§ **To be done**
Recast every line of the listing below as a Markdown table with two columns, Row and Line, numbering the rows and skipping blank lines. Leave the pictures out of the table.

━━ Records shown

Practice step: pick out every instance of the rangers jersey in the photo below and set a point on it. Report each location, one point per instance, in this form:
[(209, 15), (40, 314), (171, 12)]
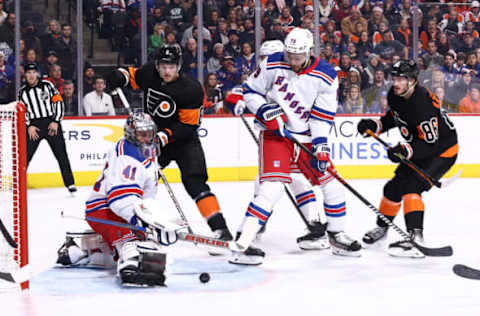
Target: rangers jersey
[(308, 99), (127, 177), (422, 123)]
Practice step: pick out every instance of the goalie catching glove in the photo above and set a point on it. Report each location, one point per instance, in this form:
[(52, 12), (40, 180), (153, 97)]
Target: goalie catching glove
[(161, 227), (271, 115), (322, 152)]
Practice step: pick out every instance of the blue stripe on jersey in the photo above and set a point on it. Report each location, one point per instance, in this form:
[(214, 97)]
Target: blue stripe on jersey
[(247, 89), (319, 140)]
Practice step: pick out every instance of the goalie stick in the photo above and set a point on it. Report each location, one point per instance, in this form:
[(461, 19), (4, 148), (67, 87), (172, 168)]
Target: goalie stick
[(432, 252), (287, 190), (431, 180), (466, 272), (7, 236)]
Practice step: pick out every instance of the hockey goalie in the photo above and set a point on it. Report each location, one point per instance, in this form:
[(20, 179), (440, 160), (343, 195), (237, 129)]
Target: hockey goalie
[(124, 193)]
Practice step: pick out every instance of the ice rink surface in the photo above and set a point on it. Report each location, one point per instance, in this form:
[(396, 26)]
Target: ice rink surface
[(290, 281)]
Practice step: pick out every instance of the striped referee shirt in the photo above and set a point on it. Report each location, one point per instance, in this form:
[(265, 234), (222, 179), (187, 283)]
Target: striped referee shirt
[(42, 101)]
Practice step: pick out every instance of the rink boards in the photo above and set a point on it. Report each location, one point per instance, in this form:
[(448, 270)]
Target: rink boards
[(231, 152)]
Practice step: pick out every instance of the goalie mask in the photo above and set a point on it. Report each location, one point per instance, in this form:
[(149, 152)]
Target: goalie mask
[(140, 130)]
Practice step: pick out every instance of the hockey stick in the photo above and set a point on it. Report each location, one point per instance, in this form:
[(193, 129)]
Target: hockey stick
[(7, 236), (466, 272), (431, 180), (287, 190), (432, 252)]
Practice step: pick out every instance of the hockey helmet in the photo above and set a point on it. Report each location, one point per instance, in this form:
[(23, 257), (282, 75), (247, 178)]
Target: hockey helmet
[(169, 54), (140, 122), (405, 68), (271, 47)]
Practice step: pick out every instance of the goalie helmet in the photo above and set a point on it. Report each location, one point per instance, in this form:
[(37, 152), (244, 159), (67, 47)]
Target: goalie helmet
[(141, 124), (169, 54), (405, 68), (271, 47)]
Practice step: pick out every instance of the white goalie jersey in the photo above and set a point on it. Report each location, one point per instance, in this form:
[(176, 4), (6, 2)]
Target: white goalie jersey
[(309, 99), (127, 177)]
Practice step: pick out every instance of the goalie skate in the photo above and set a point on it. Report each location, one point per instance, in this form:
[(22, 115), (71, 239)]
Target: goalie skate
[(343, 245), (405, 248), (375, 234), (315, 239), (251, 256)]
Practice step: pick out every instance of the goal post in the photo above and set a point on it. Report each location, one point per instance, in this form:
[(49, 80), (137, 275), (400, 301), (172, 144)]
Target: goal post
[(13, 190)]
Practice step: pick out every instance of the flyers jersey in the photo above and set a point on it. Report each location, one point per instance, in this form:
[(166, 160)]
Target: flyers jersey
[(422, 123), (176, 107)]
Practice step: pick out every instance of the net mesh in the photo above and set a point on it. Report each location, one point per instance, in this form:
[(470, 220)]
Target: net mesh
[(10, 258)]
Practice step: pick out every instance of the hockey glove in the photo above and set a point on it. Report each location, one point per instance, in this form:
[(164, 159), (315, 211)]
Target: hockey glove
[(235, 103), (271, 115), (322, 151), (365, 124), (117, 78), (399, 152)]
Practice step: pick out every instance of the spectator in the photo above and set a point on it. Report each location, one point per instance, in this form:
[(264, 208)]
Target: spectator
[(246, 62), (276, 31), (432, 58), (248, 35), (325, 10), (7, 77), (97, 102), (30, 38), (354, 102), (189, 32), (214, 62), (221, 36), (375, 20), (3, 14), (66, 48), (372, 94), (51, 37), (45, 112), (70, 99), (157, 39), (471, 102), (213, 94), (55, 77), (349, 24), (298, 12), (342, 11), (228, 76), (88, 79), (389, 47), (7, 31), (51, 59)]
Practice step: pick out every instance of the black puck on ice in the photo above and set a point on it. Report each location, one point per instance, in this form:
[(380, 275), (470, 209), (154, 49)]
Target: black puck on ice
[(204, 277)]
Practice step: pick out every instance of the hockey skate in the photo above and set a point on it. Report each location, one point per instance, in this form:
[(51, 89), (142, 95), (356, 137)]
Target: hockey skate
[(251, 256), (135, 264), (375, 234), (343, 245), (315, 239), (223, 234), (405, 248)]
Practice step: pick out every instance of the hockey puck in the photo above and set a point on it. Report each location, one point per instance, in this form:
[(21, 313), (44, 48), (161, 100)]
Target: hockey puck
[(204, 277)]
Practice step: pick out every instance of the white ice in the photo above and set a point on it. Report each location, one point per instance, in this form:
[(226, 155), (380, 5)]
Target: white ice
[(290, 281)]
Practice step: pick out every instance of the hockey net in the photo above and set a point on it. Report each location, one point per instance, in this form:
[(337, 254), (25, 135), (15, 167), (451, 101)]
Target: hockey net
[(13, 190)]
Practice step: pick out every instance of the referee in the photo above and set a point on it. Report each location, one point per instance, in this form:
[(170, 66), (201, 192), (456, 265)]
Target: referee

━━━━

§ **Result of the exercise**
| Row | Line |
|---|---|
| 1 | Practice step: pick out every instance of the rangers jersey in the photo below and set a point on it. Report each location, one point per instance, in this form: |
| 2 | [(209, 15), (40, 314), (171, 12)] |
| 3 | Target: rangers jersey |
| 4 | [(308, 99), (127, 177), (422, 123)] |
| 5 | Practice step: pick out every instance of the goalie catching glove in the photo above and set a point on it. Report each location, one point per instance, in this form: |
| 6 | [(52, 12), (40, 180), (153, 97)] |
| 7 | Target: goalie catching glove |
| 8 | [(161, 227), (271, 115), (322, 152)] |
| 9 | Practice step: pick out every instance of the blue stripe on jersey in the photo above and set a point on it. Report each location, one point per instance, in this form: |
| 10 | [(214, 97)] |
| 11 | Target: blue stripe on jersey |
| 12 | [(247, 89), (319, 140)] |
| 13 | Practice step: pick out every instance of the goalie stick in the photo above and set a point on it. Report each location, one point per instance, in this form: |
| 14 | [(461, 19), (4, 148), (67, 87), (172, 168)] |
| 15 | Target: goalie stick |
| 16 | [(432, 252), (287, 190), (431, 180), (466, 272), (7, 236)] |
| 17 | Practice step: pick out every instance of the hockey goalie in the photo above and set a point on it. Report each location, one point per instance, in this form: |
| 18 | [(20, 179), (440, 160), (343, 195), (237, 129)] |
| 19 | Target: hockey goalie |
| 20 | [(124, 193)] |
| 21 | Practice step: pick out every instance of the ice rink surface in the photo above and set a point on it. Report each location, one point per instance, in this form: |
| 22 | [(396, 26)] |
| 23 | Target: ice rink surface |
| 24 | [(290, 281)] |
| 25 | Practice step: pick out every instance of the striped referee shirt in the photo above and set a point on it. Report each location, one point per instance, in this form: |
| 26 | [(265, 234), (222, 179), (187, 283)] |
| 27 | Target: striped referee shirt |
| 28 | [(42, 101)] |
| 29 | Practice step: pick out every instance of the rink boards in the photo above and set a point on it. Report each location, one point per instance, in this form: |
| 30 | [(448, 270)] |
| 31 | Target: rink boards |
| 32 | [(231, 152)] |
| 33 | Practice step: pick out every instance of the goalie mask in the photo above and set a point on it. Report each location, one point per instance, in this form: |
| 34 | [(149, 152)] |
| 35 | Target: goalie mask |
| 36 | [(140, 130)] |
| 37 | Practice step: pick out every instance of the hockey stick in the photo above and set a point on it. Report each location, one point per instance, in this form: |
| 38 | [(193, 129)] |
| 39 | Target: hockey stick |
| 40 | [(7, 236), (466, 272), (431, 180), (287, 190), (432, 252)] |
| 41 | Practice step: pick out every instance of the hockey helmet in the photo above and set a point on it. Report each location, one point per instance, in this form: |
| 42 | [(23, 257), (282, 75), (247, 178)] |
| 43 | Target: hockey helmet |
| 44 | [(169, 54), (140, 122), (405, 68), (271, 47)] |
| 45 | Practice step: pick out every instance of the goalie helmet in the photo above and set a point on it. Report each location, one point per instance, in this form: |
| 46 | [(37, 152), (244, 159), (67, 47)] |
| 47 | Target: goalie helmet |
| 48 | [(141, 124), (169, 54), (405, 68), (271, 47)] |
| 49 | Practice step: pick out every instance of the white goalie jersey in the photo above and set a point on it. Report each location, one point per instance, in this form: |
| 50 | [(176, 4), (6, 2)] |
| 51 | Target: white goalie jersey |
| 52 | [(309, 99), (127, 177)] |
| 53 | Practice step: pick out every instance of the goalie skate in the photo above and set a point on it. Report each location, one point per instance, in this form: |
| 54 | [(22, 115), (71, 239)] |
| 55 | Target: goalie skate |
| 56 | [(343, 245), (405, 248), (375, 234), (315, 239), (251, 256)] |
| 57 | Practice step: pick out every instance of the goal post in the photo above and set a point on it. Report each location, one point per instance, in this form: |
| 58 | [(49, 80), (137, 275), (400, 301), (172, 144)] |
| 59 | Target: goal post |
| 60 | [(13, 190)] |
| 61 | Practice step: pick out every instance of the flyers jersey in the photo above and set a point on it. Report each location, one point per instance, in this form: |
| 62 | [(166, 160)] |
| 63 | Target: flyers jersey |
| 64 | [(422, 123), (176, 107)] |
| 65 | Practice step: pick out every instance of the net mesh in the photo above and set a point on it. Report each location, one point per instance, in this form: |
| 66 | [(470, 220)] |
| 67 | Target: net mesh |
| 68 | [(10, 258)] |
| 69 | Practice step: pick out every instance of the hockey glove in the photo above and set a point on it. Report each location, one point per instance, in this form: |
| 70 | [(164, 159), (315, 211)] |
| 71 | Target: hockey glove |
| 72 | [(235, 103), (271, 115), (322, 151), (365, 124), (117, 78), (399, 152)] |
| 73 | Practice step: pick out every instance of the spectator in the photo above and set a point on it. Report each location, one point per instance, in this form: |
| 74 | [(264, 208)] |
| 75 | Target: spectator |
| 76 | [(246, 62), (276, 31), (432, 58), (248, 35), (325, 10), (7, 77), (97, 102), (30, 38), (354, 102), (189, 32), (214, 62), (221, 36), (375, 20), (3, 14), (66, 48), (372, 94), (51, 37), (45, 112), (70, 99), (157, 39), (471, 102), (213, 94), (55, 77), (349, 24), (298, 12), (342, 11), (228, 76), (88, 79), (389, 47), (7, 31), (51, 59)] |
| 77 | Practice step: pick out every instance of the black puck on ice in the photo above and set a point on it. Report each location, one point per instance, in this form: |
| 78 | [(380, 275), (470, 209), (154, 49)] |
| 79 | Target: black puck on ice |
| 80 | [(204, 277)] |
| 81 | Practice step: pick out every instance of the hockey skate in the photo above and set a point on it. Report each location, one point per instance, in this form: |
| 82 | [(51, 89), (142, 95), (356, 137)] |
| 83 | Target: hockey skate |
| 84 | [(251, 256), (135, 264), (375, 234), (343, 245), (315, 239), (223, 234), (405, 248)] |
| 85 | Practice step: pick out every instance of the hockey puck in the photo above and set a point on it. Report each location, one point per instance, in this form: |
| 86 | [(21, 313), (44, 48), (161, 100)] |
| 87 | Target: hockey puck |
| 88 | [(204, 277)] |
| 89 | Practice step: pick out every instance of the white ice in the photo above and set a point on it. Report each location, one point per instance, in this form: |
| 90 | [(226, 155), (380, 5)] |
| 91 | Target: white ice |
| 92 | [(290, 281)] |
| 93 | Practice step: pick out every instance of the hockey net in the photo above and set a point on it. Report each location, one point per instance, in this form: |
| 94 | [(337, 254), (25, 135), (15, 167), (451, 101)] |
| 95 | Target: hockey net |
| 96 | [(13, 190)] |
| 97 | Practice step: pick out every instance of the referee in the photo above and set a point on it. Report each location, one point per instance, in this form: |
| 98 | [(170, 66), (201, 192), (456, 265)] |
| 99 | Target: referee |